[Task brief] A complete, exact copy of the data is the required answer.

Entries supplied Start Marker

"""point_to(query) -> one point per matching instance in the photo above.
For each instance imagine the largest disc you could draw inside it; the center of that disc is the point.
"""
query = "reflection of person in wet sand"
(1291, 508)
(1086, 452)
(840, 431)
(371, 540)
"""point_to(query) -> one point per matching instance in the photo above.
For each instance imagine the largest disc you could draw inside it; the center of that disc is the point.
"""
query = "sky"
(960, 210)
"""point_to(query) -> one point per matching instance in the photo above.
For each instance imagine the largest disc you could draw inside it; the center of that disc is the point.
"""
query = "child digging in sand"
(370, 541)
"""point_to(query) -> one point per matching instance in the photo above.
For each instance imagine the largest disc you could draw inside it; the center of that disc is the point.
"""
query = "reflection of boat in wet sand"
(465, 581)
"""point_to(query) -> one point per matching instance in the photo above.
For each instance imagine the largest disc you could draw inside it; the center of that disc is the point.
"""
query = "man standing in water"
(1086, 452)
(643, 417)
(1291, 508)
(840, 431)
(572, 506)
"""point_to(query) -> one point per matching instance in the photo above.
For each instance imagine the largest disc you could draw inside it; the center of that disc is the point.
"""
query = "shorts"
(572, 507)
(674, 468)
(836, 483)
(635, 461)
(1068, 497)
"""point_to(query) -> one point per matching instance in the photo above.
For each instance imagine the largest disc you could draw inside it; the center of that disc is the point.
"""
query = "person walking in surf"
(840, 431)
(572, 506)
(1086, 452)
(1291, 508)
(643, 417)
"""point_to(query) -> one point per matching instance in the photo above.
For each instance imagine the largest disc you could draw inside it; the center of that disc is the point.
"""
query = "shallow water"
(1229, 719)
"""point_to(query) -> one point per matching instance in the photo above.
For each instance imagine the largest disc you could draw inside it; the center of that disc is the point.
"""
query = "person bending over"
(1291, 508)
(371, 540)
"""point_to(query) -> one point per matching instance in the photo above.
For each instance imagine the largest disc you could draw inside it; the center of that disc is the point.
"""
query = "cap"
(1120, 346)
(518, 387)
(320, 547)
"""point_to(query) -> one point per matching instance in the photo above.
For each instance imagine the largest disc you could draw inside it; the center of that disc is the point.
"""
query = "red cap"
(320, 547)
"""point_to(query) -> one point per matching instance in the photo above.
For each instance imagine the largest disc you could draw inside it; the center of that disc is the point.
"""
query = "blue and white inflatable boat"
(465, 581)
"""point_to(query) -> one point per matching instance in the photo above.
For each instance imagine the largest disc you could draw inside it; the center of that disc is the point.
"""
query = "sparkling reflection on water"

Entries supplied End Marker

[Solution]
"""point_to(query) -> one point per matching instance in the photo above.
For each instance imagine the largest disc you could draw inside it; the center of that disc is the point.
"""
query = "reflection of person in wet sand"
(1291, 508)
(1086, 452)
(840, 431)
(371, 540)
"""point_to(query) -> one point per matching instance in the photo above.
For each instance imagine the largest disc you could draw inside it; the center of that disc is the point.
"""
query = "sky"
(960, 210)
"""point_to(query) -> one point per matching instance in the photo above.
For each instance imagine the largest disc you could draw inside it; the center of that disc is the point.
"""
query = "child digging in sand"
(370, 541)
"""point_to(query) -> one point per matching instance in the photo above.
For each instance imagine the largest disc you could draw inside it; the center of that disc is the point.
"""
query = "reflection of boat in wet sand"
(465, 581)
"""point_to(query) -> one point per matching instance in the photo above.
For each instance imagine the largest disc you could draw inside it; the center of that disc is the point.
"""
query = "man standing in water"
(1086, 452)
(643, 417)
(1291, 508)
(840, 431)
(572, 506)
"""point_to(query) -> one point per matching instance in the photo above.
For each instance imagine the largest disc you could draw inside it; the center of that disc is the point.
"""
query = "shorts"
(572, 507)
(674, 468)
(836, 483)
(635, 461)
(1068, 497)
"""point_to(query) -> one point per matching instance in the photo above.
For each instance imagine the largest disc you could draw inside it; the center of that disc is the point.
"""
query = "person walking in surf"
(840, 431)
(572, 506)
(1086, 452)
(1291, 508)
(643, 417)
"""point_to(query) -> one point per matching instance in the photo above.
For each instance imagine the largest disc you could draw inside it; the center of that disc is the point.
"""
query = "shallow water"
(1229, 719)
"""point_to(query) -> one point per matching instance in the photo above.
For each instance imagine the largest disc you could draw inside it; the center of that disc is the point.
"""
query = "person bending over"
(1291, 508)
(371, 540)
"""point_to(query) -> one point per matching instance in the photo above.
For each instance imagine the largest disc you could draw inside it; the center of that disc is the point.
"""
query = "cap"
(1120, 346)
(518, 387)
(320, 547)
"""point_to(query) -> one point per matching instance in the photo above.
For each instance imagine the largest disc you could draw inside it; the center of that disc is the point.
"""
query = "red cap"
(320, 547)
"""point_to(query) -> one point per matching instance in the photo above.
For each instance imagine the largest disc you could draw inside it; the center of that disc is the point.
"""
query = "blue and white inflatable boat"
(465, 581)
"""point_to(query) -> one point per matching instance in the photo above.
For each instance imagine the largest disc you could draw inside it; the center of that disc is the point.
"""
query = "sparkling reflection on water"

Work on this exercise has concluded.